Data listing:

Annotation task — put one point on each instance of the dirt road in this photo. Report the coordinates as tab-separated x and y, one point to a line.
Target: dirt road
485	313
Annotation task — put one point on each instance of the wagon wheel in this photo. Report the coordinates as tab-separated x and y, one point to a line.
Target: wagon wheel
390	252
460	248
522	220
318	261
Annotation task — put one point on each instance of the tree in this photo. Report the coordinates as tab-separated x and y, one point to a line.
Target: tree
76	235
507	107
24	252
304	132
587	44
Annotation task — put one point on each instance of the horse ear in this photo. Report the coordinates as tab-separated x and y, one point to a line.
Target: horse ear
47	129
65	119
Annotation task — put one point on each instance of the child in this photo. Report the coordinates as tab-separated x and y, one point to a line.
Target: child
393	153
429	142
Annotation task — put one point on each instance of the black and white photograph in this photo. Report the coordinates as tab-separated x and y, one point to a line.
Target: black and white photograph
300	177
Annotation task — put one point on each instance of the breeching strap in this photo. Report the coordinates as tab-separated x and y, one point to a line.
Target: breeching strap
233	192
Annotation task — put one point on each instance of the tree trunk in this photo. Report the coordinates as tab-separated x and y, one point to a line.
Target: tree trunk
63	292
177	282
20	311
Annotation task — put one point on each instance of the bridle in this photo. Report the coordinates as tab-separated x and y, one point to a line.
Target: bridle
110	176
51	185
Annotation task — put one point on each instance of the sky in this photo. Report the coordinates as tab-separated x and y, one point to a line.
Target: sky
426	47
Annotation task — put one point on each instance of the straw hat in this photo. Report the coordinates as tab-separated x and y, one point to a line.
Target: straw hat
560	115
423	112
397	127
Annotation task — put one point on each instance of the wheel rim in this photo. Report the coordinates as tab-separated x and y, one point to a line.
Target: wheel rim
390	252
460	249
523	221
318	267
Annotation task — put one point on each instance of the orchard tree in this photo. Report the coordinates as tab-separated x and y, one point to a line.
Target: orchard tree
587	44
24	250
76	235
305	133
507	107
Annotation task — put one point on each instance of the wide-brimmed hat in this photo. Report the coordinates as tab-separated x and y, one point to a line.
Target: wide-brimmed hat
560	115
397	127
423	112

> WHAT THIS TASK INVOLVES: Format the data above as a JSON array of strings, one string per line, with blank lines omitted.

> COMPLETE ANSWER:
[
  "Annotation task — put one point on each instance of the dirt road in this photo. Report the coordinates as tab-separated x and y, one point to a line.",
  "Target: dirt road",
  "485\t313",
  "Annotation task — put one point on each instance of the wagon wheel in this photo. Report the coordinates as tab-separated x and y, one point to a line.",
  "Target: wagon wheel",
  "390\t252",
  "460\t248",
  "522\t220",
  "318\t261",
  "Annotation task — put one point on each instance of the tree in this photo. Report the coordinates as tab-separated x and y, one point to a line.",
  "Target: tree",
  "76\t235",
  "507\t107",
  "24\t252",
  "304\t132",
  "587\t44",
  "Annotation task — put one point on each instance of the horse ear in this photo. Report the coordinates as tab-separated x and y, one point to a line.",
  "Target: horse ear",
  "47\t129",
  "65\t119",
  "Annotation task — put one point on each instance of the child in this photo. Report the coordinates as tab-separated x and y, one point to a line.",
  "Target: child",
  "393\t153",
  "429\t142",
  "Annotation task — put one point on each instance of the black and white photograph in this photo. Report the coordinates as tab-separated x and y, one point to a line.",
  "Target: black and white photograph",
  "300\t177",
  "Annotation task — put one point on each instance of the breeching strap in this photo. Report the coordinates as tab-separated x and y, one point to a line.",
  "Target: breeching strap",
  "233\t192",
  "Annotation task — put one point on each instance of the tree trunk in this photo. Report the coordinates as tab-separated x and y, one point to a line.",
  "Target: tree trunk",
  "63\t292",
  "177\t282",
  "20\t311",
  "Annotation task — put one point on each instance of the bridle in this photo. Report the coordinates as tab-separated x and y, one point to a line.",
  "Target: bridle",
  "110\t176",
  "51\t185",
  "Annotation task — put one point on each instance of the sky in this photo. Report the coordinates as tab-separated x and y, one point to a line.",
  "Target: sky",
  "426\t47",
  "Annotation task — put one point on each instance of the straw hat in this photo. Report the coordinates as tab-separated x and y, one point to a line.",
  "Target: straw hat",
  "560\t115",
  "423\t112",
  "397\t127",
  "Annotation task — put one point on each instance of the wheel rim in this photo. Report the coordinates as tab-separated x and y, one point to a line.",
  "Target: wheel rim",
  "390\t252",
  "460\t249",
  "523\t221",
  "318\t267",
  "Annotation task — put one point on each instance of the orchard tree in this photo. Report the coordinates as tab-separated x and y, one point to a line.",
  "Target: orchard tree",
  "587\t44",
  "24\t250",
  "76\t235",
  "305\t133",
  "507\t107",
  "Annotation task — put one point on each instance of the wide-brimmed hat in this photo. Report the coordinates as tab-separated x and y, one point to a line.",
  "Target: wide-brimmed hat",
  "560\t115",
  "397\t127",
  "423\t112"
]